Vd. poste de 16 de junho de 2017 > Guiné 61/74 - P17477: (De) Caras (83): Ainda o madeireiro Fausto da Silva Teixeira, com residência familiar em Palmela, amigo do "tarrafalista" Edmundo Pedro... Apesar da "amizade" com Amílcar Cabral e Luís Cabral, teve um barco, carregado de madeiras, atacado e incendiado no Geba, a caminho de Bissau...

sábado, 17 de junho de 2017

Guiné 61/74 - P17481: Estórias do Juvenal Amado (56): Em memória dos filmes que comecei a ver a meio

Cine-Teatro de Alcobaça

1. Mensagem do nosso camarada Juvenal Amado (ex-1.º Cabo Condutor Auto Rodas da CCS/BCAÇ 3872, Galomaro, 1971/74), com data de 16 de Junho de 2017:


ESTÓRIAS DO JUVENAL AMADO

56 - Em memória dos filmes que comecei a ver a meio

Gostei muito de cinema desde sempre e o Cine Teatro de Alcobaça, foi ponto de encontro de gerações de Alcobacenses.

Em miúdo com a minha tia ia ver os filmes do Joselito e Marisol mais tarde também me levou a ver filmes históricos em especial sobre as guerras napoleónicas, género que deixou de ser tema de interesse para as produtoras cinematográficas, pois há muito tempo, tirando uma versão do "Guerra e Paz", deixei de ver em cartaz esse género. Quando há tempos pela escrita do José Marques Vidal e Arturo Pérez-Reverte, voltei a lembrar-me do tema, revi mentalmente a batalha de Austerlitz, onde Napoleão derrota os exércitos russos, austríacos e ingleses, bem como outras venturas e desventuras do corso, que resolveu criar um Mundo à sua vontade até se afogar no seu próprio orgulho e melomania.

Mas também era comum juntar-me aos Mendes, ao Cafézinho, ao BiBi e outros miúdos, que numa das portas laterais, esperávamos que o porteiro, senhor Sílvio, nos desse uma borla e assim nos deixasse assistir aos filmes.
- ”Não façam barulho e espalhem-se, não os quero todos juntos” - dizia ele.

Depois do primeiro intervalo, lá íamos nós sem fazer barulho até ao 3.º balcão, razão essa, que tenho na memória os filmes que nunca vi o principio como o "Ben-Hur", o "Rei dos Reis",  o "Barrabás", "Spartacus", etc, etc. Esses ficaram para sempre amputados dos seus inícios pelas razões que acabei de apresentar.

_Instruções de trabalho_
1. Transcreva o texto sobre o Cine-Teatro de Alcobaça de "Guiné 61/74 - P17481: Estórias" a "gerações de Alcobacenses.".
2. Que títulos de filmes aparecem entre aspas no texto sobre o Cine-Teatro de Alcobaça?
3. Dê seguimento ao texto sobre o Cine-Teatro de Alcobaça a partir da última frase apresentada.
As entradas não são necessárias para nada do que se pede aqui.

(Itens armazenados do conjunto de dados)
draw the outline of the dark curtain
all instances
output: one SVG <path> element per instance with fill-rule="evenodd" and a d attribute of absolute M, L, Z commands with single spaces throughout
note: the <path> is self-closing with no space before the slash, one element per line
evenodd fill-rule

_Respostas aos problemas_
1.
Guiné 61/74 - P17481: Estórias do Juvenal Amado (56): Em memória dos filmes que comecei a ver a meio

Cine-Teatro de Alcobaça

1. Mensagem do nosso camarada Juvenal Amado (ex-1.º Cabo Condutor Auto Rodas da CCS/BCAÇ 3872, Galomaro, 1971/74), com data de 16 de Junho de 2017:


ESTÓRIAS DO JUVENAL AMADO

56 - Em memória dos filmes que comecei a ver a meio

Gostei muito de cinema desde sempre e o Cine Teatro de Alcobaça, foi ponto de encontro de gerações de Alcobacenses.

2. "Guerra e Paz", "Ben-Hur", "Rei dos Reis", "Barrabás" e "Spartacus".

3.
Entretanto comecei a trabalhar, e com direito a semanada, pude assim comprar o bilhete e começar finalmente a ver todos os filmes desde inicio. Estava na época dos filmes "cobóis" "esparguete" com o Clint Eastwood, (quem diria que ele se faria num dos maiores realizadores do nosso tempo?) o Bud Spencer e Terence Hill etc, que gastavam mais balas na apresentação do que em todas as guerras do México. As pistolas de seis tiros disparavam sem cessar, nunca ficavam sem balas.

Também os filmes de karatê do Bruce Lee levavam legiões de admiradores, e era vê-los à saída do cinema, a gingarem-se e a imitar os tiques do actor. Simplesmente hilariante, quando ele era atacado por mais de vinte bandidos, que despachava num ápice. Ficava sempre para o fim um e esse, é que era sempre um rolha dura de roer. Entre gritos, chapadas e pontapés de toda a forma e feitio, o nosso herói tinha mais trabalho com esse do que com os outros vinte.

Por causa desses filmes logo apareceram escolas de karatê nas diversas modalidades, o que deu azo a episódios caricatos como o do meu amigo “Bife”, que acabado de ter a sua primeira aula de Tae Kon Don, se envolveu logo à pancada com outro junto ao campo de ténis.

Filmes completamente irracionais e sem ponta por onde se lhes pegar, mas a malta não sabendo mais o que fazer, ia ver as "coboiadas" de feios porcos e maus e ouvir o Pelé lá do 3.º Balcão, que em plenos pulmões tentava avisar o herói que os índios estavam emboscados ou que um bandido vinha à falsa fé para lhe fazer a folha.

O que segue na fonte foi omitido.